Pointing records for named objects:
— BEGIN —
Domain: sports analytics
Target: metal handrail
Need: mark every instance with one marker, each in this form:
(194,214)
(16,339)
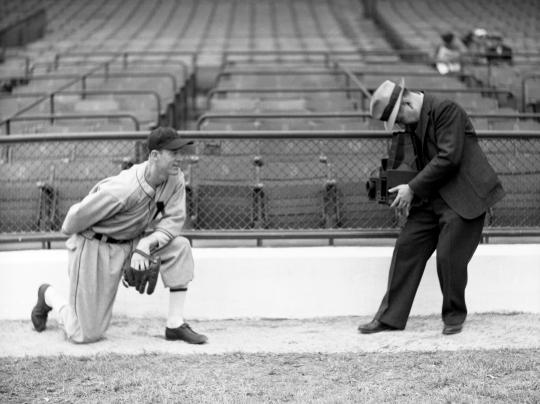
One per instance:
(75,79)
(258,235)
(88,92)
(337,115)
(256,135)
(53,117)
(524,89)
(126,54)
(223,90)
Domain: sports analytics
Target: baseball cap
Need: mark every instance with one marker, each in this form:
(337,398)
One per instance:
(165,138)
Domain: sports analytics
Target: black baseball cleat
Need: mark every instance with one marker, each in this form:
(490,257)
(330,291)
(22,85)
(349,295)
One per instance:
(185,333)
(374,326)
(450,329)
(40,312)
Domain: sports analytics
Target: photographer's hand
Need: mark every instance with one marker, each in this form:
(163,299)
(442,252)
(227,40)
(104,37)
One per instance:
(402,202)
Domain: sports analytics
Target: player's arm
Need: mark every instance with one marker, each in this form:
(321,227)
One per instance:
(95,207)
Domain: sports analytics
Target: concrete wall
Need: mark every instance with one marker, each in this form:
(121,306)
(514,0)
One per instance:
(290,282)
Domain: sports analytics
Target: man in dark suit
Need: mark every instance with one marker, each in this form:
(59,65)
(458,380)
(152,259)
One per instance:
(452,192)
— END —
— BEGIN —
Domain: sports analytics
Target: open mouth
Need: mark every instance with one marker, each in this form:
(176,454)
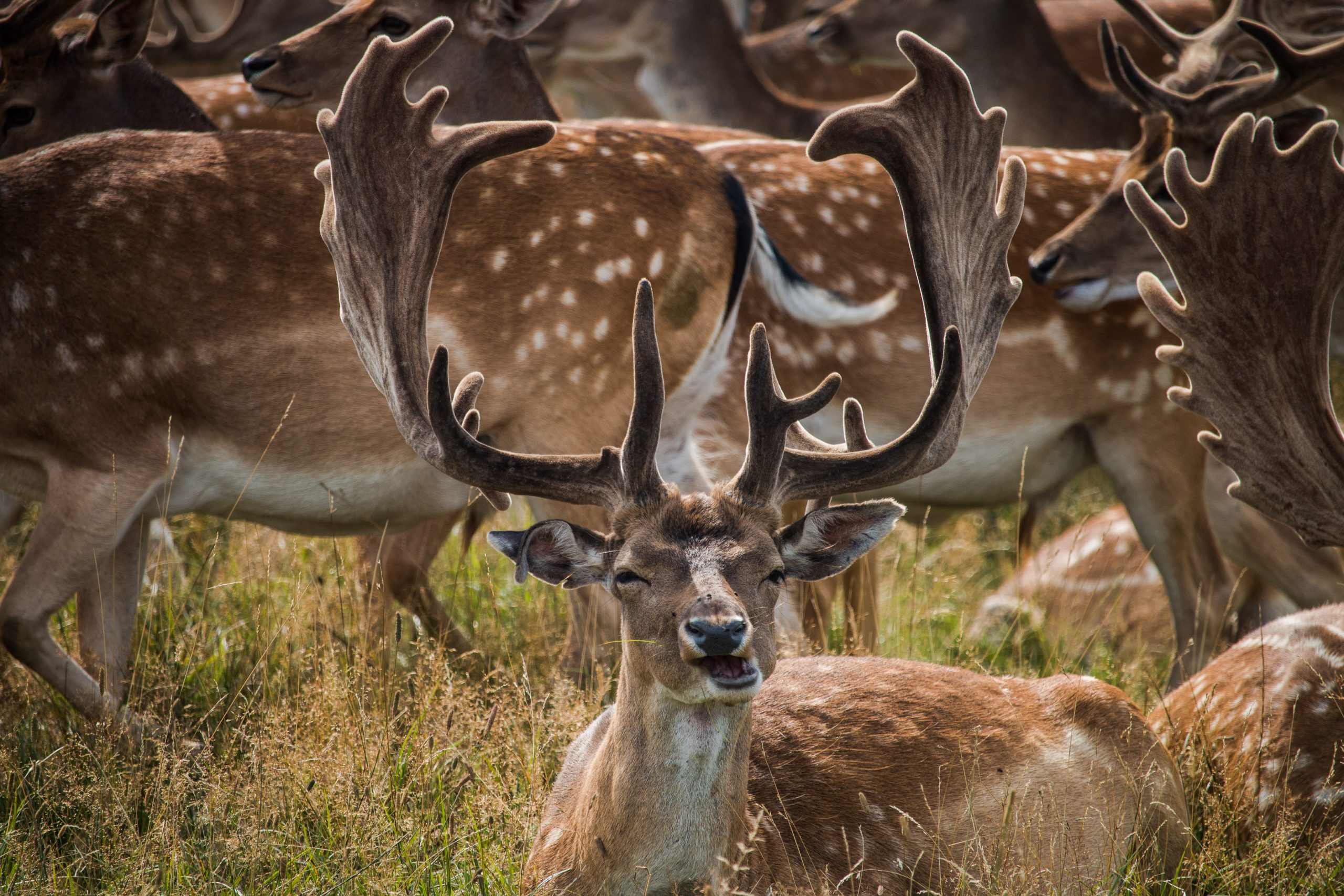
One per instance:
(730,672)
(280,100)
— END —
— BEGIN —
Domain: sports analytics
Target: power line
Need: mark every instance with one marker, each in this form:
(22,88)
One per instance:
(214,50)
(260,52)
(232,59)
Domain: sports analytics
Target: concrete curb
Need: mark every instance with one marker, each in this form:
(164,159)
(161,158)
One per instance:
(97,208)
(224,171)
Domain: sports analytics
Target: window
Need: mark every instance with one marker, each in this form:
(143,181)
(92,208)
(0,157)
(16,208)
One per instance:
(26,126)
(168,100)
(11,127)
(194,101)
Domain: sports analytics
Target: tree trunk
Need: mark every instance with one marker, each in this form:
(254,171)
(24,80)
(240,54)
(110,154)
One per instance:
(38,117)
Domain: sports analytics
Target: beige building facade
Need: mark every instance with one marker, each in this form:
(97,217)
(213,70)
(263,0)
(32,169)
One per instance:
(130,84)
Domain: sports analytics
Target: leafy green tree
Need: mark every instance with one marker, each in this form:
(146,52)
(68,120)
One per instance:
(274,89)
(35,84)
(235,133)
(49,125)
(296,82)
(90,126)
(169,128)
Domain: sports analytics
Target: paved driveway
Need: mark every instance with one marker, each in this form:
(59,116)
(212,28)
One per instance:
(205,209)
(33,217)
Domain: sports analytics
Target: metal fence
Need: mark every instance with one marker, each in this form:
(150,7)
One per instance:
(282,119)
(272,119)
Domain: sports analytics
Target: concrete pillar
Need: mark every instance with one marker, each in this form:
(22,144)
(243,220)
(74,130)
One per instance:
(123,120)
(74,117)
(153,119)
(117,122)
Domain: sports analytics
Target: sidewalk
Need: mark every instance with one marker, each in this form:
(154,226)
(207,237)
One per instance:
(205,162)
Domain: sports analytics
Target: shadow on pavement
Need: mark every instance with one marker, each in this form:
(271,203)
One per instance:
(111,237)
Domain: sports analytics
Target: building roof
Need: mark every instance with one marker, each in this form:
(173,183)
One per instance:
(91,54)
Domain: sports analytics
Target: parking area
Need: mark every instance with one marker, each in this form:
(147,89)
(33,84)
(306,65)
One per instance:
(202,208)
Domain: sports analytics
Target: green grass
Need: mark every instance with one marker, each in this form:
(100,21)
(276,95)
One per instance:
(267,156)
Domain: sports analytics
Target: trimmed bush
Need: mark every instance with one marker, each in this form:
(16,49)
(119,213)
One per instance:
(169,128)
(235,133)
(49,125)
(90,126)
— END —
Return each line in the rows that contains the string "building".

Target: beige building facade
Target: building roof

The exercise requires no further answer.